** Goal of the exercise **
Count the lines in the entries below that contain the string "tree", treating uppercase and lowercase as distinct, and give only that number.

** Entries supplied **
• • • • •
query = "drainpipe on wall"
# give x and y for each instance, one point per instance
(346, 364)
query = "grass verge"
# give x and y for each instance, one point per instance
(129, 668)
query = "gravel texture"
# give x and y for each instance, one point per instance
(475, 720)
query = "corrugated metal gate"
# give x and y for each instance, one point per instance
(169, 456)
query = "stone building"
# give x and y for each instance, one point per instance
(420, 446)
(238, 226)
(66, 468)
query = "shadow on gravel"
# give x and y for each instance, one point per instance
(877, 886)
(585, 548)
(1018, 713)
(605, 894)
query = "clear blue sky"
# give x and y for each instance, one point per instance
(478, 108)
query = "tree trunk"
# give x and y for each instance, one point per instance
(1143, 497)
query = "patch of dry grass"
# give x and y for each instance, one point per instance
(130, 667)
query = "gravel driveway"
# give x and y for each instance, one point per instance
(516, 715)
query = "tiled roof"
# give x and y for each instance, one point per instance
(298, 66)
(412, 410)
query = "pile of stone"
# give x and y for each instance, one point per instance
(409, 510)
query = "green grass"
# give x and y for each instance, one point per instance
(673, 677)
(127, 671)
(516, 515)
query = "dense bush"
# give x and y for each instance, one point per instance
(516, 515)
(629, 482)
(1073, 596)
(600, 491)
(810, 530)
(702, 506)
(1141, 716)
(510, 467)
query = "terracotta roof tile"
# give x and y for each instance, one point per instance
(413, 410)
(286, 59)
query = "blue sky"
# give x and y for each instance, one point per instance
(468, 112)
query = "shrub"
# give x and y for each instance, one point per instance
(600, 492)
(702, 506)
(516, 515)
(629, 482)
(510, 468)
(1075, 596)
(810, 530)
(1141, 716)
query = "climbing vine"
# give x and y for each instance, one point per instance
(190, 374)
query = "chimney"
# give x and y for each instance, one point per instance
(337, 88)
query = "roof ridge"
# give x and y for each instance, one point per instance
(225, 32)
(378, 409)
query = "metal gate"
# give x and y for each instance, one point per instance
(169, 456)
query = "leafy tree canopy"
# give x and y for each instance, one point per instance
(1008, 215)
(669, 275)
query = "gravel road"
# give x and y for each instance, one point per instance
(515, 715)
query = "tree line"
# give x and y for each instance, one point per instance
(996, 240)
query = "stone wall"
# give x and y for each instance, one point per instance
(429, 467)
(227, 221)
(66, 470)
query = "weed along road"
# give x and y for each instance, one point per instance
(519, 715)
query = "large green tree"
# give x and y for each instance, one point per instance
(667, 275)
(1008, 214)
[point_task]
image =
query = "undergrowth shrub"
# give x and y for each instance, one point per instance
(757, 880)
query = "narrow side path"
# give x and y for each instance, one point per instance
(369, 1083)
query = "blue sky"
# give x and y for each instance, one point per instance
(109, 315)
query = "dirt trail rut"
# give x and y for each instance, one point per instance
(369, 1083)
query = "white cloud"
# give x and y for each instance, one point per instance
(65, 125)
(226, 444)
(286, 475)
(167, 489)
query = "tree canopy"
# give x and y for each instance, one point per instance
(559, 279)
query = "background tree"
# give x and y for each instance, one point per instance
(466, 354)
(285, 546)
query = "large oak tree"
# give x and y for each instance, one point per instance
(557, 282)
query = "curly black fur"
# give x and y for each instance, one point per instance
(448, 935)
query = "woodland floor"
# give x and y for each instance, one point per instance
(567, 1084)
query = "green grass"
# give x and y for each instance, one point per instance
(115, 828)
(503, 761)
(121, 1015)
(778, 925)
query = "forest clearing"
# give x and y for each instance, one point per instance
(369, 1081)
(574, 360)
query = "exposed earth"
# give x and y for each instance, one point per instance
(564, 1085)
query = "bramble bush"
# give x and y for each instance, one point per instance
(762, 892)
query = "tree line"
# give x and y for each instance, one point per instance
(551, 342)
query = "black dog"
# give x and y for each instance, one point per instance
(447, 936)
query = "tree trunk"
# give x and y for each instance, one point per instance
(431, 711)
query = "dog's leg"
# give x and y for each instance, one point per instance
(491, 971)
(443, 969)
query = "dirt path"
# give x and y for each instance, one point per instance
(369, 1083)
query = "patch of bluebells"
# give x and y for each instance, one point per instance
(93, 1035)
• • • • •
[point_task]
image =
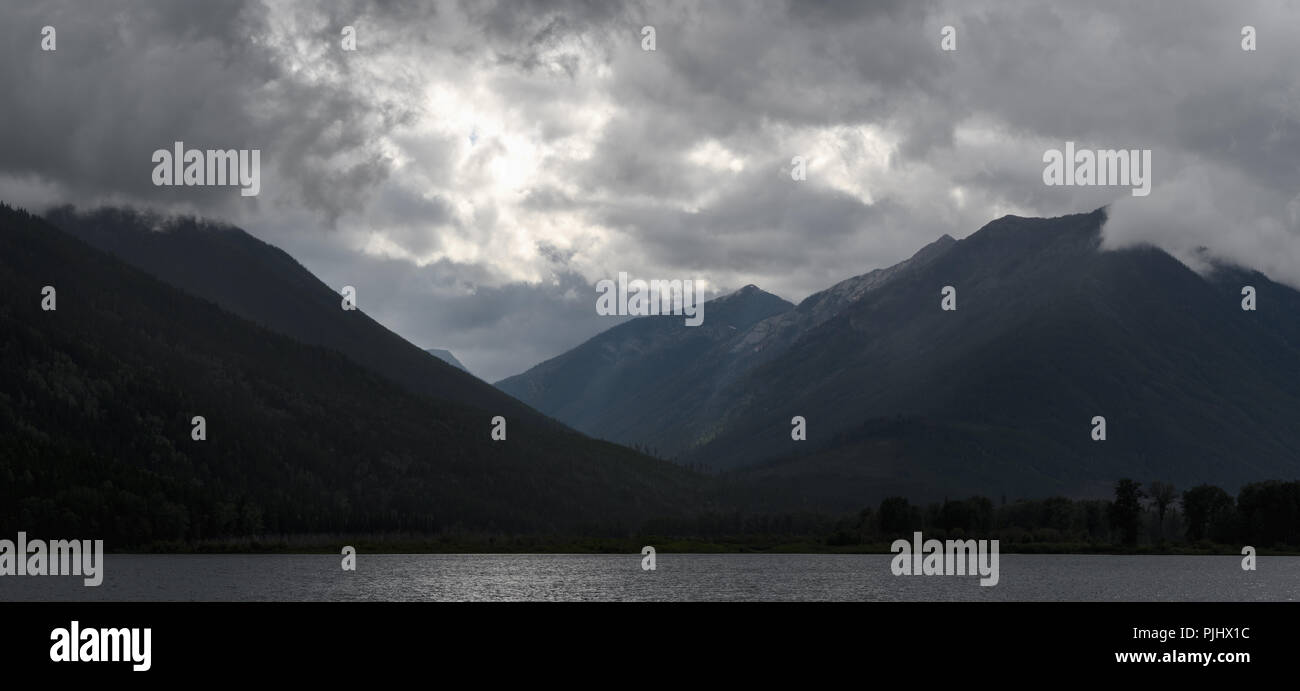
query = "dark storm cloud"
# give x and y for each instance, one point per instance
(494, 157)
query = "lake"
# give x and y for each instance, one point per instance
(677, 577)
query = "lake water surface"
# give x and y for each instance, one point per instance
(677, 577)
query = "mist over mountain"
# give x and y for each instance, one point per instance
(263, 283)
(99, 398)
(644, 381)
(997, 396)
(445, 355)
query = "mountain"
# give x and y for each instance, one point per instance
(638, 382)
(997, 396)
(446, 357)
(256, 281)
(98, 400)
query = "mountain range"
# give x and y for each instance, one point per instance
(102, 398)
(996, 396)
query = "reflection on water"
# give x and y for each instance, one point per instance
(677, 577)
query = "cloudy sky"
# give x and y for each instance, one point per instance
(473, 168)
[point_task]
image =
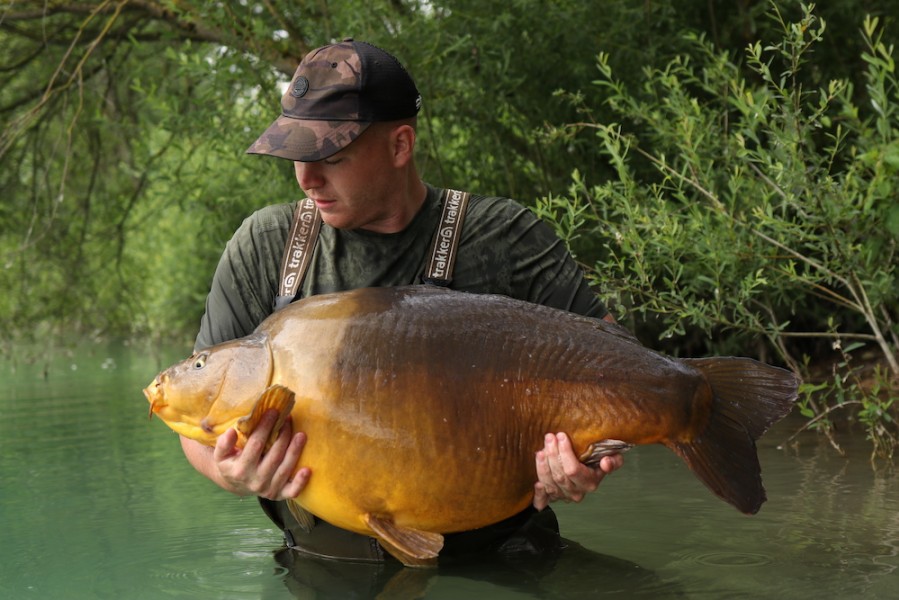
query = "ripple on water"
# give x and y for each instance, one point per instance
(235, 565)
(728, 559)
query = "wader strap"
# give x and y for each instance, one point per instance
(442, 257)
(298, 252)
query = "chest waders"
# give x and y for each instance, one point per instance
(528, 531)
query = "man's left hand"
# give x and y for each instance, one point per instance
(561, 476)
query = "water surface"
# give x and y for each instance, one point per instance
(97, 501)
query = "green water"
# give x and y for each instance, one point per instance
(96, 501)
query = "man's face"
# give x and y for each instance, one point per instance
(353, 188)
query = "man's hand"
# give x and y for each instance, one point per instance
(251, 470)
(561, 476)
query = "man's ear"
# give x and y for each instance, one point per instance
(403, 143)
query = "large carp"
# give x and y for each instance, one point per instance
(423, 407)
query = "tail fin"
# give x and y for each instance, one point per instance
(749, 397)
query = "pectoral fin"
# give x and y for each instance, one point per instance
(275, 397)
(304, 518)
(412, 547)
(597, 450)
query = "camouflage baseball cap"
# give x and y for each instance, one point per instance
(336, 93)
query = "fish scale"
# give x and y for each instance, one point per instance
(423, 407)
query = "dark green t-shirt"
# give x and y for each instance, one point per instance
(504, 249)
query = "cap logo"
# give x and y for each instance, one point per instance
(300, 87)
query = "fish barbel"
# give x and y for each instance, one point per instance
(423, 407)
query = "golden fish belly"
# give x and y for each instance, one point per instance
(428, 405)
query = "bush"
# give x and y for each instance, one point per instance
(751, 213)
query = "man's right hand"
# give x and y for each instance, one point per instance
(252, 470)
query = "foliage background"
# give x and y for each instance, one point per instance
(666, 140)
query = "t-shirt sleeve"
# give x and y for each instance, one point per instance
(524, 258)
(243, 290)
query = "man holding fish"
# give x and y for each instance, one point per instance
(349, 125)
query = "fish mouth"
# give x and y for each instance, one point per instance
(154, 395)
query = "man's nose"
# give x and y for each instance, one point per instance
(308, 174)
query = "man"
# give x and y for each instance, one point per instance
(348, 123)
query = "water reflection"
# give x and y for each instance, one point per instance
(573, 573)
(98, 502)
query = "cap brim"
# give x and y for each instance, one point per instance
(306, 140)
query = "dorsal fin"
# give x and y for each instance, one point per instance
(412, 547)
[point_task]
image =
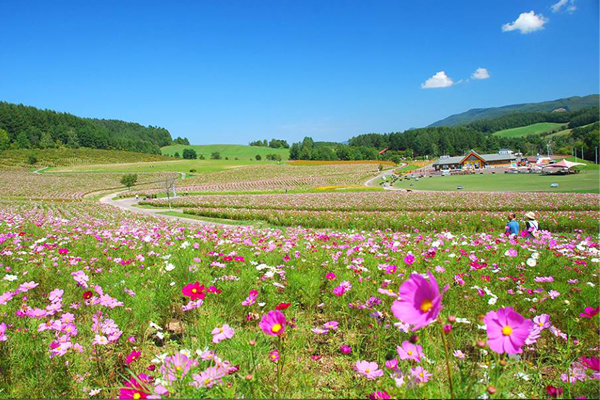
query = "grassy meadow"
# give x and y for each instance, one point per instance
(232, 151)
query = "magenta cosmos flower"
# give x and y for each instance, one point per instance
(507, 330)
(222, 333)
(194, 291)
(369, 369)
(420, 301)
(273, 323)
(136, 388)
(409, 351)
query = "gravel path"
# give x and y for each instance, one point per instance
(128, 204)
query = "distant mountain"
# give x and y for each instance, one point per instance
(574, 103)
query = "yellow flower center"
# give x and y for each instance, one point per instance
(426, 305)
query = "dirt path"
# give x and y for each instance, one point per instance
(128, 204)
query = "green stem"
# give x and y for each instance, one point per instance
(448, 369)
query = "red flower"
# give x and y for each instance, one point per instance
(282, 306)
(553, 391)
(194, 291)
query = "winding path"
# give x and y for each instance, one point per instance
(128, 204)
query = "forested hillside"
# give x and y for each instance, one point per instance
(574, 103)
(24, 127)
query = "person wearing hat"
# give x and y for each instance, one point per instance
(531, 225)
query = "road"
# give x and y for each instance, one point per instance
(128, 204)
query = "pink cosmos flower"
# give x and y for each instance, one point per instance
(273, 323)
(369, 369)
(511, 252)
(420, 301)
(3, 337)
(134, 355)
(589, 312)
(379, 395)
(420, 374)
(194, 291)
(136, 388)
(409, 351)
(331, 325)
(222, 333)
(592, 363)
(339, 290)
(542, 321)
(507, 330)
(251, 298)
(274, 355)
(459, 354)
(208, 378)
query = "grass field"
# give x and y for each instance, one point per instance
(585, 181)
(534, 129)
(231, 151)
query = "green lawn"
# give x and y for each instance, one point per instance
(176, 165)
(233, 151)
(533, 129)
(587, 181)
• • • • •
** Answer in full **
9